**TASK:** Write out every entry word for word.

**GIVEN DATA:**
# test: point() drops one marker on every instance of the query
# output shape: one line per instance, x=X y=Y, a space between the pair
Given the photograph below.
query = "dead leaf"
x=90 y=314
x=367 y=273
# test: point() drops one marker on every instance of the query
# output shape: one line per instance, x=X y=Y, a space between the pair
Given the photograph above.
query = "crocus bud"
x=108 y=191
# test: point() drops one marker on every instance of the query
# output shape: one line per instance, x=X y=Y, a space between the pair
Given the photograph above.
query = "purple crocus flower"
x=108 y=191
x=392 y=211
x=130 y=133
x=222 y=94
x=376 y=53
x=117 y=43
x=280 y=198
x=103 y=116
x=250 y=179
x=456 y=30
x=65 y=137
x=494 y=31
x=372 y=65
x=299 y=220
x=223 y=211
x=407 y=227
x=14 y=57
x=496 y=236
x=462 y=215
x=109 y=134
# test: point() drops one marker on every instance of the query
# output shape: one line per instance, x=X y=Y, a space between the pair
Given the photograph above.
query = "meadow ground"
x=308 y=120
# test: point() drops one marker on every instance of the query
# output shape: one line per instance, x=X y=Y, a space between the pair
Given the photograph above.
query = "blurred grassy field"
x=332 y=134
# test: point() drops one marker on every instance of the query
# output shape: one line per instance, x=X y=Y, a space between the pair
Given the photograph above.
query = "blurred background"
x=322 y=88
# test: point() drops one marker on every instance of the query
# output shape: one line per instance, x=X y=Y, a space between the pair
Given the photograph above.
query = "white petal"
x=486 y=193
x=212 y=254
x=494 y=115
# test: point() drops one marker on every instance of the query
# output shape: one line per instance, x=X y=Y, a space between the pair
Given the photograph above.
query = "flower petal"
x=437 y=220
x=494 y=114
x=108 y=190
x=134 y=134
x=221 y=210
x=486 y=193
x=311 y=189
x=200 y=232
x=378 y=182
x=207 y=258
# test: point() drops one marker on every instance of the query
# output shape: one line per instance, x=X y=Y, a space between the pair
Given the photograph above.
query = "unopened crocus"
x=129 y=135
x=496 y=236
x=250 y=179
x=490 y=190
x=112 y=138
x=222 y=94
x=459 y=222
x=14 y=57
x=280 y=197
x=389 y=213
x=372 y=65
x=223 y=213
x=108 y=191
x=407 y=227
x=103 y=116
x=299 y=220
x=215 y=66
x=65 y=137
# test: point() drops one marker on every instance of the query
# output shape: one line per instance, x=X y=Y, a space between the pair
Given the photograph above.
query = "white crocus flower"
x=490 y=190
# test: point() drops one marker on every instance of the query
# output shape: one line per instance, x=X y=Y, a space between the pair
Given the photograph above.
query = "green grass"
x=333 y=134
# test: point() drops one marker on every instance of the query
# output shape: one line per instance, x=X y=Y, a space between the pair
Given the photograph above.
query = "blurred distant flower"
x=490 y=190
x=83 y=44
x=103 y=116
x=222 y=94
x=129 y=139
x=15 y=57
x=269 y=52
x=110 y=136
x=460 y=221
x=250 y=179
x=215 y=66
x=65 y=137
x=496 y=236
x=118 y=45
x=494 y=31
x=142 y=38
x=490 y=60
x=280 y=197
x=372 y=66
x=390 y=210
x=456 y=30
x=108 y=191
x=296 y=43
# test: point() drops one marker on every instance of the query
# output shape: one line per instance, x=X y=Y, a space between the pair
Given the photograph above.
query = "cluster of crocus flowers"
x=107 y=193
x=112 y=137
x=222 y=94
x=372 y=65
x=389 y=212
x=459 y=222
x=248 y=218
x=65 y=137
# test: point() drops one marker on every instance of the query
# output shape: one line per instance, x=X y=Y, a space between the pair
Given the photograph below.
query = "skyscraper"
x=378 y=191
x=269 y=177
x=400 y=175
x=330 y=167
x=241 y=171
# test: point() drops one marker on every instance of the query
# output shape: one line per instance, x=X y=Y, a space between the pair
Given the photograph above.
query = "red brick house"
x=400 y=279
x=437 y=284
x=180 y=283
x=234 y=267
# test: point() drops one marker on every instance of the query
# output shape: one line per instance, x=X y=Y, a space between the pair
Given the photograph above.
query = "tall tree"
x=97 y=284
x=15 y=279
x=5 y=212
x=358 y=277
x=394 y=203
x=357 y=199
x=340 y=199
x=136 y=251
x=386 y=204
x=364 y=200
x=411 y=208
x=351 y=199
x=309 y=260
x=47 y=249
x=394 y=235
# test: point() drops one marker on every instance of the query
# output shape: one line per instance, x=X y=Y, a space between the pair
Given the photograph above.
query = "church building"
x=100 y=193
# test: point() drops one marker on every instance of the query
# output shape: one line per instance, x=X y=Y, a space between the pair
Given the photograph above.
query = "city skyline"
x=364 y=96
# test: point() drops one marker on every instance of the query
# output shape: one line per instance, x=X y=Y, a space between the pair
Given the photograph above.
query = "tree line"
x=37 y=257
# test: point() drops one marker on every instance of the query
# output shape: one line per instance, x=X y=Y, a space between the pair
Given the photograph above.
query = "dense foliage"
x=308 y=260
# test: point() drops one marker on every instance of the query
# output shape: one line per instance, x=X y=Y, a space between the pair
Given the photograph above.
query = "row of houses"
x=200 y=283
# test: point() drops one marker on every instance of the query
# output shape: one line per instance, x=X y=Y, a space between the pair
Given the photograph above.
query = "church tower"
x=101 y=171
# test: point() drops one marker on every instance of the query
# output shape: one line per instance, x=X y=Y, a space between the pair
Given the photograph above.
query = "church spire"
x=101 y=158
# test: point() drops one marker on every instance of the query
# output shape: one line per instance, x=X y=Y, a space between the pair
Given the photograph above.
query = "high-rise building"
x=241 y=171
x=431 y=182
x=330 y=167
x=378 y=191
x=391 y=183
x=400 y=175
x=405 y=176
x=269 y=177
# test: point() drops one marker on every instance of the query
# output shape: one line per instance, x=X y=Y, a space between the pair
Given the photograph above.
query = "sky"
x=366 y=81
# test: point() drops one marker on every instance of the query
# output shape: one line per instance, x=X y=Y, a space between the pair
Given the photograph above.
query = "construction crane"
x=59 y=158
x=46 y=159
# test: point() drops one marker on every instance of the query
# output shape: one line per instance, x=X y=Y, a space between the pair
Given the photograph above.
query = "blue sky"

**TASK ANSWER:**
# test: point() drops one marker on every instance of the query
# output shape: one line per instance, x=X y=Y, a space between the pair
Given the photograph below.
query = "dead leaf"
x=90 y=314
x=367 y=273
# test: point() drops one marker on every instance of the query
# output shape: one line per instance, x=X y=Y, a space between the pair
Given the photograph above.
query = "crocus bud"
x=108 y=191
# test: point() drops one marker on every instance of the query
# output shape: one line per instance, x=X y=Y, a space between the pair
Given the photograph above.
query = "purple crocus flower"
x=108 y=191
x=392 y=211
x=130 y=133
x=222 y=94
x=376 y=53
x=117 y=43
x=280 y=198
x=103 y=116
x=250 y=179
x=456 y=30
x=65 y=137
x=494 y=31
x=372 y=65
x=299 y=220
x=223 y=211
x=407 y=227
x=14 y=57
x=496 y=236
x=462 y=215
x=109 y=134
# test: point() drops one marker on every instance of the query
# output shape: one line per instance, x=X y=Y, a space between the pair
Given the photograph above.
query = "meadow ground"
x=308 y=120
# test: point() drops one marker on every instance of the query
# output shape: one line per instance, x=X y=Y, a space between the pair
Given the photograph above.
query = "blurred grassy field"
x=332 y=134
# test: point() drops one marker on every instance of the query
# output shape: one line per instance, x=X y=Y, a space between the pair
Given the photograph above.
query = "blurred background"
x=322 y=88
# test: point() drops one marker on every instance of the query
# output shape: one line per instance, x=X y=Y, a space between the pair
Given the photograph above.
query = "white petal"
x=486 y=193
x=212 y=254
x=494 y=115
# test: point() drops one marker on every instance of the query
# output shape: one line per instance, x=X y=Y, a space between the pair
Given the photograph above.
query = "flower petal"
x=437 y=220
x=494 y=114
x=108 y=190
x=134 y=134
x=221 y=210
x=486 y=193
x=311 y=189
x=200 y=232
x=378 y=182
x=207 y=258
# test: point() drops one marker on every instance of the query
# output shape: one line per instance, x=X y=Y, a space between the pair
Given the photograph above.
query = "unopened crocus"
x=129 y=135
x=496 y=236
x=250 y=179
x=490 y=190
x=112 y=138
x=222 y=94
x=459 y=222
x=14 y=57
x=280 y=197
x=389 y=213
x=372 y=65
x=223 y=213
x=108 y=191
x=407 y=227
x=103 y=116
x=299 y=220
x=215 y=66
x=65 y=137
# test: point() drops one marker on every instance of the query
# output shape: one line per instance, x=X y=Y, a space between the pair
Given the photograph above.
query = "white crocus flower"
x=490 y=190
# test: point() drops one marker on every instance of the query
# output shape: one line per instance, x=X y=Y, a space between the pair
Given the photograph above.
query = "green grass"
x=333 y=134
# test: point() drops one marker on every instance of the query
# output shape: one line per instance, x=X y=Y, a space between the pair
Given the photograph above.
query = "blurred distant flower"
x=490 y=190
x=83 y=44
x=103 y=116
x=222 y=94
x=129 y=139
x=15 y=57
x=269 y=52
x=110 y=136
x=460 y=221
x=250 y=179
x=215 y=66
x=65 y=137
x=496 y=236
x=118 y=45
x=494 y=31
x=142 y=38
x=490 y=60
x=280 y=197
x=372 y=66
x=390 y=210
x=456 y=30
x=108 y=191
x=296 y=43
# test: point() drops one marker on every instance of the query
# output shape: one line per instance, x=X y=Y, a space between the pair
Given the photograph above.
query = "cluster of crocus flowers"
x=107 y=193
x=112 y=137
x=222 y=94
x=372 y=65
x=389 y=212
x=459 y=222
x=248 y=218
x=65 y=137
# test: point() drops one marker on every instance of the query
# output shape: one line per instance, x=X y=Y, a space between the pair
Given the photograph below.
query = "skyscraper"
x=378 y=191
x=269 y=177
x=400 y=175
x=330 y=167
x=241 y=171
# test: point() drops one marker on every instance of the query
# output shape: one line per instance, x=X y=Y, a space between the pair
Given the photograph above.
query = "red brick house"
x=400 y=279
x=437 y=284
x=180 y=283
x=234 y=267
# test: point() drops one marker on every instance of the query
# output shape: one line per instance, x=X y=Y, a space between the pair
Given the photograph above.
query = "tall tree"
x=97 y=284
x=15 y=279
x=5 y=212
x=358 y=277
x=394 y=203
x=357 y=199
x=340 y=199
x=136 y=251
x=386 y=204
x=364 y=200
x=411 y=208
x=351 y=199
x=309 y=260
x=47 y=249
x=394 y=235
# test: point() drops one marker on every instance of the query
# output shape: one line per instance, x=X y=Y, a space between the pair
Given the photograph above.
query = "church building"
x=100 y=193
# test: point() drops one marker on every instance of the query
# output shape: one line per instance, x=X y=Y, a space between the pair
Given the photograph above.
query = "city skyline"
x=364 y=96
# test: point() drops one marker on every instance of the query
# output shape: one line per instance, x=X y=Y, a space between the pair
Given the photograph above.
query = "tree line"
x=37 y=257
# test: point() drops one marker on every instance of the query
# output shape: one line per instance, x=X y=Y, a space between the pair
Given the photograph above.
query = "dense foliage"
x=308 y=260
# test: point() drops one marker on every instance of the query
# output shape: one line per instance, x=X y=Y, a space between the pair
Given the photograph above.
query = "row of houses"
x=200 y=283
# test: point() drops one marker on every instance of the query
# output shape: one line per instance, x=X y=Y, a space between the pair
Given the photograph above.
query = "church tower"
x=101 y=171
# test: point() drops one marker on every instance of the query
# output shape: one line per instance, x=X y=Y, a space between the pair
Given the photograph above.
query = "church spire"
x=101 y=158
# test: point() drops one marker on every instance of the query
# output shape: one line per instance, x=X y=Y, a space between the pair
Given the photograph above.
query = "high-rise building"
x=241 y=171
x=431 y=182
x=330 y=167
x=378 y=191
x=391 y=183
x=400 y=175
x=405 y=176
x=269 y=177
# test: point() drops one marker on every instance of the query
# output shape: one line per instance, x=X y=Y, a space between the pair
Given the photograph above.
query = "sky"
x=366 y=81
# test: point() drops one marker on every instance of the query
# output shape: one line per instance, x=X y=Y, a space between the pair
Given the photograph above.
query = "construction crane"
x=59 y=158
x=46 y=159
# test: point() drops one marker on every instance of the query
# output shape: one line per instance, x=X y=Y, a space between the pair
Given the photograph above.
query = "blue sky"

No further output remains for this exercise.